**INPUT RECORDS**
'''
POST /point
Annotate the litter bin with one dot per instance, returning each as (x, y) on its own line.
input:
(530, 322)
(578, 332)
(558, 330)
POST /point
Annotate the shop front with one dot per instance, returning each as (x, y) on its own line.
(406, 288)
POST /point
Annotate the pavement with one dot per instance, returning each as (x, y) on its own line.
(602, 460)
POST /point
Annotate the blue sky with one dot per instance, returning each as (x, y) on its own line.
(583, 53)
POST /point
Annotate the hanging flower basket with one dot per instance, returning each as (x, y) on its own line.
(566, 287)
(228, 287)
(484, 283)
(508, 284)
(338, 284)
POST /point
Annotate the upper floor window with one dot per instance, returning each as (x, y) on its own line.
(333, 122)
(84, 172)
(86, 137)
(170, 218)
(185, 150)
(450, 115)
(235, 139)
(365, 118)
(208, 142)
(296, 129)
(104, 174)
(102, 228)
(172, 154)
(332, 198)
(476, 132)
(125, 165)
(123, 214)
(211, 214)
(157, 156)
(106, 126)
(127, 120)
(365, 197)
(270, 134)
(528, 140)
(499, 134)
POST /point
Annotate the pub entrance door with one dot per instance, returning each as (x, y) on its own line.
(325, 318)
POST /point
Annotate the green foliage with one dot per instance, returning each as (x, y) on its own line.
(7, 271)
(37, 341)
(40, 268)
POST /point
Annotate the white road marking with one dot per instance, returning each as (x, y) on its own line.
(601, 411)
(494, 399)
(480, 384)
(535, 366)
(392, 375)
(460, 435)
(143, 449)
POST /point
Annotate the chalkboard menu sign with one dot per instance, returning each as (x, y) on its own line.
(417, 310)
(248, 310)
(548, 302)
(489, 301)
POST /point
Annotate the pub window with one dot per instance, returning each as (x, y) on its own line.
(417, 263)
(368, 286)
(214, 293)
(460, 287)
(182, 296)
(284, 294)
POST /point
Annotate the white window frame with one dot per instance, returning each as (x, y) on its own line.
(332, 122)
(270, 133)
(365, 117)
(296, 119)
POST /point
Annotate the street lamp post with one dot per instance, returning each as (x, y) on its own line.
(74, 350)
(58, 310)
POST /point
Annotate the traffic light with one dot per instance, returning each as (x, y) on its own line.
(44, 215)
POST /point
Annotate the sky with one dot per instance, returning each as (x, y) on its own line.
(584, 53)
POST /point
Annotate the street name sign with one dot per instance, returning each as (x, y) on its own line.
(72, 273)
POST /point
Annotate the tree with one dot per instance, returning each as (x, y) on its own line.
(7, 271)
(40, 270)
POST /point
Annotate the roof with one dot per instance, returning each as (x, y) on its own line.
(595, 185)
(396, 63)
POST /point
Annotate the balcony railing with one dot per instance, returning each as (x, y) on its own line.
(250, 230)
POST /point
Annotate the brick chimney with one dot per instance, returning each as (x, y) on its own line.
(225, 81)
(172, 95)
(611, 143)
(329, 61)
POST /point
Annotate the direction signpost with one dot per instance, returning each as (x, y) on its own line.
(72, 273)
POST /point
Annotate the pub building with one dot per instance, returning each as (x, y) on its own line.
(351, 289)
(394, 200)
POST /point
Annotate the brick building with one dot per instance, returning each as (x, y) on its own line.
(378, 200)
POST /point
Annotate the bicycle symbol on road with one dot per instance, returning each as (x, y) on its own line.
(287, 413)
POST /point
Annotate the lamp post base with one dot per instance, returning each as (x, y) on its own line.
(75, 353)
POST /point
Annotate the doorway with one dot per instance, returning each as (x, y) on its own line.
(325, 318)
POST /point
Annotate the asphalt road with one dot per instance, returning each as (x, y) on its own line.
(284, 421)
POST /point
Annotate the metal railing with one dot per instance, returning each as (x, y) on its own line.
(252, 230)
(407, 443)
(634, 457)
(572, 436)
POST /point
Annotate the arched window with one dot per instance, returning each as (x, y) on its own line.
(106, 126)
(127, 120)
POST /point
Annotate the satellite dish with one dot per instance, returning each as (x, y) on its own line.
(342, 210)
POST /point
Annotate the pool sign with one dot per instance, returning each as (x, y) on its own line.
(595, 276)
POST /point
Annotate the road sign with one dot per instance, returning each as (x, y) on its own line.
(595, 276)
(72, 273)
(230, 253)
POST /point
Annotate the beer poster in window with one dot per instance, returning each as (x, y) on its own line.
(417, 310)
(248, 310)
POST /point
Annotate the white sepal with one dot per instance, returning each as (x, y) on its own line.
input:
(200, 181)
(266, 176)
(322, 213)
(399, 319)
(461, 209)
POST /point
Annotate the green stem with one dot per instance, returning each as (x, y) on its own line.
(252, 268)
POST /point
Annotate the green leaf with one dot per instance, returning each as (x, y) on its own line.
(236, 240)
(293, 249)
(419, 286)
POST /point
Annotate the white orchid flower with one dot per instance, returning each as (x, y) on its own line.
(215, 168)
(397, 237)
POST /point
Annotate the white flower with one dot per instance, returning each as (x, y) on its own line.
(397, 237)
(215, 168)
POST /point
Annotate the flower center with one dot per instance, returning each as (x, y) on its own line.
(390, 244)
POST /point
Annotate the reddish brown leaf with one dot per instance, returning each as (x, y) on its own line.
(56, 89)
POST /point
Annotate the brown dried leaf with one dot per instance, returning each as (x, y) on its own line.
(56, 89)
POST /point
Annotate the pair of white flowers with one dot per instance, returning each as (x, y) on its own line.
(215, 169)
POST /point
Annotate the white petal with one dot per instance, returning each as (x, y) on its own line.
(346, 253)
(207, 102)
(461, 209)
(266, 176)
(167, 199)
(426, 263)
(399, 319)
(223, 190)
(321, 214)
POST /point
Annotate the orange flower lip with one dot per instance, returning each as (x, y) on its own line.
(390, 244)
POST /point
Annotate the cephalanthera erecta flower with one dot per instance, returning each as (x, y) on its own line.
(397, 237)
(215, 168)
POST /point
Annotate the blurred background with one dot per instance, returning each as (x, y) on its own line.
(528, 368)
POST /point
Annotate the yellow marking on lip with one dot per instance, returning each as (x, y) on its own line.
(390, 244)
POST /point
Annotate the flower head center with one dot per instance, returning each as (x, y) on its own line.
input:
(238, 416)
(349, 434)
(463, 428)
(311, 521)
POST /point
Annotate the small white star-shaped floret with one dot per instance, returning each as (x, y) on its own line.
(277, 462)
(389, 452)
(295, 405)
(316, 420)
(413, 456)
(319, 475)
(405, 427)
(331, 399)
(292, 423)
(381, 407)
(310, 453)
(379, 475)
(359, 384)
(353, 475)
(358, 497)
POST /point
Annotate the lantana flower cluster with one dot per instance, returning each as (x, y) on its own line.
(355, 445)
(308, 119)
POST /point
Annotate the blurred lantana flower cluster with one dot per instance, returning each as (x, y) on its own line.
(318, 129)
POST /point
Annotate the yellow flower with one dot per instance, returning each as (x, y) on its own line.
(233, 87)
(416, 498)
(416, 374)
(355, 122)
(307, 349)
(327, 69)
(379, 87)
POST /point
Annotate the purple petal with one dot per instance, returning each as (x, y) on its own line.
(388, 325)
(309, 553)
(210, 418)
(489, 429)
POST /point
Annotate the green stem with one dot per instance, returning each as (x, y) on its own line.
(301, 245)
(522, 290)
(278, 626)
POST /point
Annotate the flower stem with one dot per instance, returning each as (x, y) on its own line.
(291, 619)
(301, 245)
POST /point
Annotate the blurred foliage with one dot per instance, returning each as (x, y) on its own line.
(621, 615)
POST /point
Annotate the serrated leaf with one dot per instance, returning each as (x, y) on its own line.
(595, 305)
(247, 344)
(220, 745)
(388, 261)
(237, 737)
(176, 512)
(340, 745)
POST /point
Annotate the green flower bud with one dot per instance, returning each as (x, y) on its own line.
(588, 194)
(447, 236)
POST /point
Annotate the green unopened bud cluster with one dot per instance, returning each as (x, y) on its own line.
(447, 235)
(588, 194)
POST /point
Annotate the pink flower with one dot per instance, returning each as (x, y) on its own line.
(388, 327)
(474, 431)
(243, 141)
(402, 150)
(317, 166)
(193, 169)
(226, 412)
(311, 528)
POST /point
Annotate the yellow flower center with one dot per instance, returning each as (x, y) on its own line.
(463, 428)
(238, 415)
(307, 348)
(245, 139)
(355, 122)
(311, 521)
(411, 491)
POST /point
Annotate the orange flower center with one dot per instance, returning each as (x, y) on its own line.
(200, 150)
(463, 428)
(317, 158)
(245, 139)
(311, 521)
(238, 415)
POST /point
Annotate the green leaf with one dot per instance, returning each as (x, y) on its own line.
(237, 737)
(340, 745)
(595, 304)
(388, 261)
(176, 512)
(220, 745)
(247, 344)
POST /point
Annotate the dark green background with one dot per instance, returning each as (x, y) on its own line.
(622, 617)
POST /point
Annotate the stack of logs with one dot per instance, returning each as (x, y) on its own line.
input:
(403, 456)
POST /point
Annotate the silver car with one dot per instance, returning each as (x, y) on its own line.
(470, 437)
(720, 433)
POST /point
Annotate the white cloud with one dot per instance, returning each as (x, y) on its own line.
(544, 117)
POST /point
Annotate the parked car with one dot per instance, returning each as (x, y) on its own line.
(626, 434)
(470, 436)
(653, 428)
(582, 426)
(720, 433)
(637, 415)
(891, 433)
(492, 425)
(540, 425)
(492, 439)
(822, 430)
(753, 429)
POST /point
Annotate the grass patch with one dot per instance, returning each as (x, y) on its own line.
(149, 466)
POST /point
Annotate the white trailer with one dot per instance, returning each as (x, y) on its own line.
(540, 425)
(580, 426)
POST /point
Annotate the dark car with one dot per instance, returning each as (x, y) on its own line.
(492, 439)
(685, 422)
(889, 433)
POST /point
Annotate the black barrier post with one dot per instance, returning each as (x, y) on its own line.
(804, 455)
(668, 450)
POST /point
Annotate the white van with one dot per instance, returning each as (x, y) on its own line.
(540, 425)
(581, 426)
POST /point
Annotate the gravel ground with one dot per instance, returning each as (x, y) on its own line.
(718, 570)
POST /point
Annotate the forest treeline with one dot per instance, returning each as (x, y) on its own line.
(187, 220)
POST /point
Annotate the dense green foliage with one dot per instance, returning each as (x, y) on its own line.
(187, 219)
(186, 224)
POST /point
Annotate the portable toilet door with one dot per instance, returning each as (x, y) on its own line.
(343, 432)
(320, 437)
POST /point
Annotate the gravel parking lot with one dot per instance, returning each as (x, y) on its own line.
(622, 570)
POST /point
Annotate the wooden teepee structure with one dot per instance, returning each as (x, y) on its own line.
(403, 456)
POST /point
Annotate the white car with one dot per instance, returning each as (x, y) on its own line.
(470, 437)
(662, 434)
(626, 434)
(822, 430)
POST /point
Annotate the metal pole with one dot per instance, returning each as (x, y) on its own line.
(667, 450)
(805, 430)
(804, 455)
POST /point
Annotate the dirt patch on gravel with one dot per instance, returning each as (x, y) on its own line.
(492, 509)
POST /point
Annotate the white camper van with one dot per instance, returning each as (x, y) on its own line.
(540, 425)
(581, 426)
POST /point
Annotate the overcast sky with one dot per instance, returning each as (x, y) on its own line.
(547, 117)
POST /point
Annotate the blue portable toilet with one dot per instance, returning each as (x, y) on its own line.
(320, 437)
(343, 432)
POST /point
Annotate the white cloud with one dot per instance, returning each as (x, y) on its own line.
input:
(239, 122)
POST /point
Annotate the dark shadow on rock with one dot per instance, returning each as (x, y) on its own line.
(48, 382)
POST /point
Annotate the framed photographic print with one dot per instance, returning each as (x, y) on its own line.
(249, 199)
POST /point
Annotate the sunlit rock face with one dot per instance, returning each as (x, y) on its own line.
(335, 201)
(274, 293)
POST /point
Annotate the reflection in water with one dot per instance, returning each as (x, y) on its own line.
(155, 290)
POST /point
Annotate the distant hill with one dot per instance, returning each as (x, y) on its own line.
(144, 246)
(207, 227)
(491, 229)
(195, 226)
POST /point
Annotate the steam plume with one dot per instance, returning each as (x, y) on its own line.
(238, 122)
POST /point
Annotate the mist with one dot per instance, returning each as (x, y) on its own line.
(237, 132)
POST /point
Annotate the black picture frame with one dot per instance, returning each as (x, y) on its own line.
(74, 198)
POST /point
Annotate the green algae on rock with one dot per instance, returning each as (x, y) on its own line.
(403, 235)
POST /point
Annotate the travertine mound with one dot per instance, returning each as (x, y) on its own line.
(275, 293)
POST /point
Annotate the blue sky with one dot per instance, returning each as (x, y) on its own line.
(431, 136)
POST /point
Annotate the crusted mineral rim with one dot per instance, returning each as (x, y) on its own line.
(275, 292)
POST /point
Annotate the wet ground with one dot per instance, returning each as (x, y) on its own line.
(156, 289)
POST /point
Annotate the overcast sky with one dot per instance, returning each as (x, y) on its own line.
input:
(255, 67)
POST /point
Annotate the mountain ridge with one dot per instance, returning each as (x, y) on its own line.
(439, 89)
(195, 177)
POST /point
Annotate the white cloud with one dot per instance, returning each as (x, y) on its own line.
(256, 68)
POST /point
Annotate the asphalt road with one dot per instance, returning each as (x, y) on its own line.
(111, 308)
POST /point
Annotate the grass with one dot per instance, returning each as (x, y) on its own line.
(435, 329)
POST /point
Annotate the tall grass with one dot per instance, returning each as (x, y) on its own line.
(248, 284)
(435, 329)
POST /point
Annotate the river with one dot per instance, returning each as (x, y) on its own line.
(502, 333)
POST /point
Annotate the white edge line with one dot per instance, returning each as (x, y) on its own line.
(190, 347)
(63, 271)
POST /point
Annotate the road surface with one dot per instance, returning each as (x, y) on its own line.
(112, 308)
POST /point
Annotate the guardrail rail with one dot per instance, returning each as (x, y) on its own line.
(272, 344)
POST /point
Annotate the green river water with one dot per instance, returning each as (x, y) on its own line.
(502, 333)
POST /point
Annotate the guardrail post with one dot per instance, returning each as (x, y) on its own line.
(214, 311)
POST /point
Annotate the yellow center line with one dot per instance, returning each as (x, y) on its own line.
'''
**WHAT YOU SHOULD DO**
Which lines above contain the word "window", counting only matches with the same case? Show each of those lines in full.

**WORKED SOLUTION**
Annotate the upper floor window with one dot per instance, returning each as (x, y) on its own line.
Annotate the pub window with one dot per instance, returning each as (x, y) on its own line.
Annotate the white window frame with one dot per instance, returning each as (x, y) on its own line.
Annotate the arched window with one dot per instance, returning each as (x, y) on its own line.
Annotate the beer poster in window with one dot per instance, returning each as (x, y) on its own line.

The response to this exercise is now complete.